> Compito da svolgere
Per ciascuna affermazione indica se concorda con il testo su formazione e rete, rispondendo sì o no e citando tra virgolette le parole del testo che lo dimostrano. 1. Maria Cristina Rocchi lavora per KPMG Advisory. 2. L'economia delle reti non esisteva un secolo fa. 3. Roberto Panzarani insegna all'Università dell'Aquila.

> Testo mostrato
* * *

Nel nuovo mercato delle competenze in relazione ad assetti organizzativi aperti, decisivo potrà risultare il lavoro in partnership, sviluppato in quei territori di confine, efficacemente descritti da Morin. “Occorre una grande capacità di visione”, è l’analisi di Maria Cristina Rocchi, senior specialist di KPMG Advisory, colosso multinazionale della consulenza, “che vuol dire aiutare concretamente le persone a realizzare il loro potenziale, senza rinunciare al sogno, che le ha portate a intraprendere un percorso di carriera. Le strategie che riguardano le risorse umane devono allinearsi ai valori e agli obiettivi dell’azienda, e questo è possibile con una gestione oculata e lungimirante dell’esistente e sopratutto attraverso la messa in campo di efficaci sistemi di valutazione e di feed-back. Equità e trasparenza fanno il resto, in quanto valori che hanno un impatto sul grado di motivazione dei singoli attori dell’organizzazione”.

La Rete: “turbo” del capitale relazionale

Internet è un ambiente neutro o esercita un influsso sui processi della formazione globale? C’è una commensurabilità tra la rete, che è il nuovo tessuto connettivo delle organizzazioni, e il capitale umano ?

Roberto Panzarani, docente di psicologia delle organizzazioni presso l’Università dell’Aquila, ha affrontato l’argomento nel corso di un’intensa attività di formazione che ha coinvolto e continua coinvolgere, oltre al MIT di Boston, intellettuali, ricercatori e manager di tutto il mondo. “Gli strumenti della Società dell’Informazione accelerano i processi cognitivi, ampliano la necessità di continuo confronto e aggiornamento, fino a incidere sulle metodologie della formazione e della ricerca. Cambia così il nostro rapporto con la conoscenza, la rete, in particolare, diviene un “turbo” del capitale relazionale, andando a comporre, assieme al capitale umano e organizzativo, le tre dimensioni dell’intangibile. Da questo trinomio dipende il vantaggio competitivo e quindi il successo delle imprese più innovative. Le tecniche della comunicazione digitale consentono la messa in comune delle intelligenze, permettendo di creare una sorta di koiné fondata su saperi, conoscenze ed esperienze diverse. L’intensità di questo network è l’unità di misura che può far comprendere la solidità del circuito conoscitivo. L’individuo – prosegue Panzarani – può sviluppare capacità di conoscenza, a condizione che sappia attribuire valore alle connessioni che si instaurano a più livelli. Ci accorgiamo, allora, che l’economica si intreccia fatalmente con i paradigmi della biologia, non è più la scienza dell’equilibrio, divenendo il campo di pertinenza dei processi di feed-back positivi, che si relazionano alle dimensioni convergenti della blur economy: la velocità, l’immaterialità, l’interconnessione.

L’affermarsi del paradigma digitale non genera fortunatamente solo un senso di disorientamento. Parallelamente sta crescendo il desiderio di ciascuno di capire più a fondo le leggi del mondo che ci circonda. Se pensiamo che non è tanto l’economia delle reti ad avere cambiato le carte in tavola – esisteva infatti anche un secolo fa – quanto le implicazioni economiche di Internet che, avendo una portata veramente rivoluzionaria, stanno obbligando ad aggiornare e a rivedere registri, tempi e linguaggi della formazione e della comunicazione scientifica, ci rendiamo conto che gli esiti di questa profonda rivoluzione, che scuote la società e il lavoro, sono ancora tutti da scrivere.

* * *

> Estratti di dati
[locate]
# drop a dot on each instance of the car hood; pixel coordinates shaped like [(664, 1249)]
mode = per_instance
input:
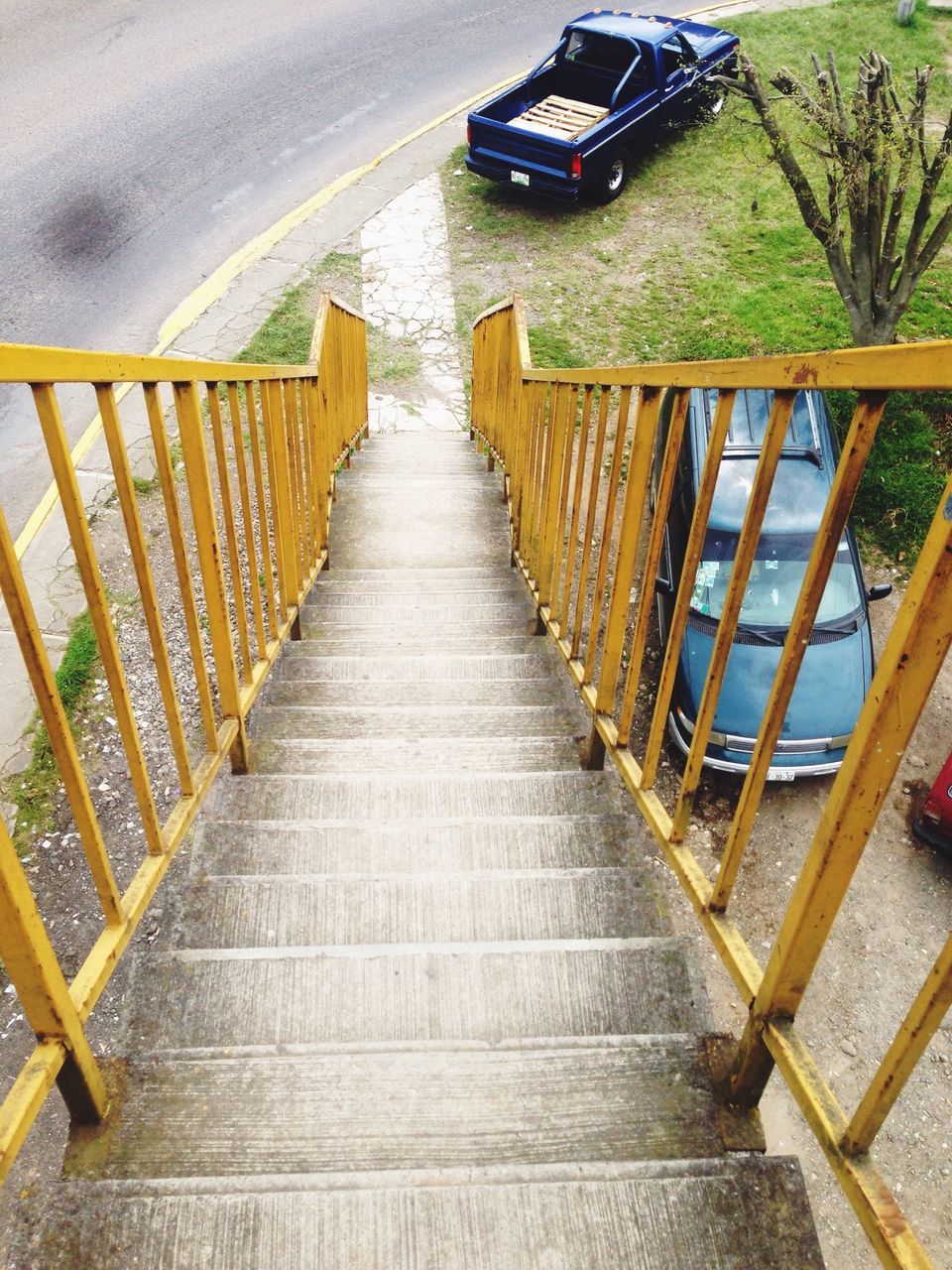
[(830, 688)]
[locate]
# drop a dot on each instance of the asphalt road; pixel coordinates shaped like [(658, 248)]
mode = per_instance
[(143, 144)]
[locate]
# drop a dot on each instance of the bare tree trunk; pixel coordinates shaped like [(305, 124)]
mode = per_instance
[(871, 148)]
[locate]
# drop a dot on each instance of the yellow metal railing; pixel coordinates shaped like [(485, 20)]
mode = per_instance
[(576, 448), (261, 445)]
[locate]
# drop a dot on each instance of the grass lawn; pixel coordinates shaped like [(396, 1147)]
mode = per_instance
[(705, 255)]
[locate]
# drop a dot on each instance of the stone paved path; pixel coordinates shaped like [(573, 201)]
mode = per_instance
[(408, 290)]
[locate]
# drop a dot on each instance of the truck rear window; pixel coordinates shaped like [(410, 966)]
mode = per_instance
[(588, 49)]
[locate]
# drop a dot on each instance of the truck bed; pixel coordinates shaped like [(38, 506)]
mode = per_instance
[(560, 117)]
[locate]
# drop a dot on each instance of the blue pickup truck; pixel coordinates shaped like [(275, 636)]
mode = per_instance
[(612, 84)]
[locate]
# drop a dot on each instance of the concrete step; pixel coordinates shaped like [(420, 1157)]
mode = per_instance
[(338, 592), (203, 1000), (419, 581), (489, 635), (389, 695), (298, 721), (299, 662), (424, 846), (413, 753), (404, 611), (312, 1111), (731, 1214), (308, 799), (315, 910), (460, 640)]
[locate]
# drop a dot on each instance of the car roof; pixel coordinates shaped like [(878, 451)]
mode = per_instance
[(803, 475), (647, 28)]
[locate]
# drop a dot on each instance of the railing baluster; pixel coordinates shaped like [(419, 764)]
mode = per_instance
[(23, 620), (293, 435), (571, 411), (633, 515), (919, 1026), (590, 512), (538, 448), (262, 503), (128, 504), (227, 507), (308, 468), (653, 558), (31, 962), (556, 489), (182, 571), (278, 476), (767, 462), (75, 513), (621, 429), (238, 443), (216, 599), (572, 547), (682, 604)]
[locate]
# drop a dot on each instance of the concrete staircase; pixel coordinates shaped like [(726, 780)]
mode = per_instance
[(422, 1007)]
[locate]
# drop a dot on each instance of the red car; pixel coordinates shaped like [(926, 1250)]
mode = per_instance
[(934, 825)]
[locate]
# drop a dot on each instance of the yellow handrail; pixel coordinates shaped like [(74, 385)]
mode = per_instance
[(537, 423), (306, 420)]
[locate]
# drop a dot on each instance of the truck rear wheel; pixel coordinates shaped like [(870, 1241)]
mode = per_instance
[(615, 181)]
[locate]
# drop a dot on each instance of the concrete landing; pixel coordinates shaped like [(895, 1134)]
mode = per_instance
[(422, 1007)]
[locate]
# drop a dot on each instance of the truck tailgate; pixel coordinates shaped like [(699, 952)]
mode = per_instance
[(513, 148)]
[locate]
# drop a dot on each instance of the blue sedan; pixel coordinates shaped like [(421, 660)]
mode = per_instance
[(838, 663)]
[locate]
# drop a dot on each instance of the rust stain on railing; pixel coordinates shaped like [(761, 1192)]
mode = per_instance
[(530, 422), (306, 420)]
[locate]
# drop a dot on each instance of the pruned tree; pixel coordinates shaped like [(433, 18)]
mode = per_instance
[(883, 171)]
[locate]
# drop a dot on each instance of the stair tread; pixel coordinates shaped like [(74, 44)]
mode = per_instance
[(405, 667), (414, 908), (731, 1215), (190, 1000), (301, 756), (308, 1111), (367, 798), (308, 722), (411, 846)]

* * *

> Risposta scritta
1. Sì: «Maria Cristina Rocchi, senior specialist di KPMG Advisory».
2. No: «esisteva infatti anche un secolo fa».
3. Sì: «docente di psicologia delle organizzazioni presso l’Università dell’Aquila».